━━━ EXERCISE DATA ━━━

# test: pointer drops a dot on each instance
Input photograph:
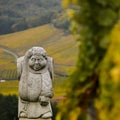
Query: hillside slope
(17, 15)
(62, 48)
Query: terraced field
(62, 48)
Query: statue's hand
(44, 101)
(28, 54)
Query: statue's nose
(36, 62)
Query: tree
(92, 81)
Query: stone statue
(35, 72)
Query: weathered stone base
(34, 119)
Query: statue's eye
(33, 59)
(40, 59)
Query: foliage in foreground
(96, 78)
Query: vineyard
(63, 49)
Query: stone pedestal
(34, 119)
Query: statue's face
(37, 62)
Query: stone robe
(33, 85)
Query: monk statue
(35, 72)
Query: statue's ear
(19, 66)
(50, 66)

━━━

## WHAT IS EXPECTED
Could you give the whole listing above again with every "statue's" swapped for "figure's" and nothing else changed, leaving out the picture?

## ANSWER TO THE TASK
# test: pointer drops a dot on each instance
Input photograph:
Query: hillside slope
(17, 15)
(62, 48)
Query: terraced field
(62, 48)
Query: figure's hand
(44, 101)
(28, 54)
Query: figure's nose
(36, 62)
Query: tree
(92, 81)
Query: stone statue
(35, 72)
Query: weathered stone base
(34, 119)
Query: figure's eye
(33, 59)
(40, 59)
Query: foliage in foreground
(96, 78)
Query: vineyard
(63, 49)
Query: stone pedestal
(34, 119)
Query: figure's face
(37, 62)
Query: stone robe
(33, 85)
Query: monk statue
(35, 72)
Query: figure's ear
(19, 66)
(50, 66)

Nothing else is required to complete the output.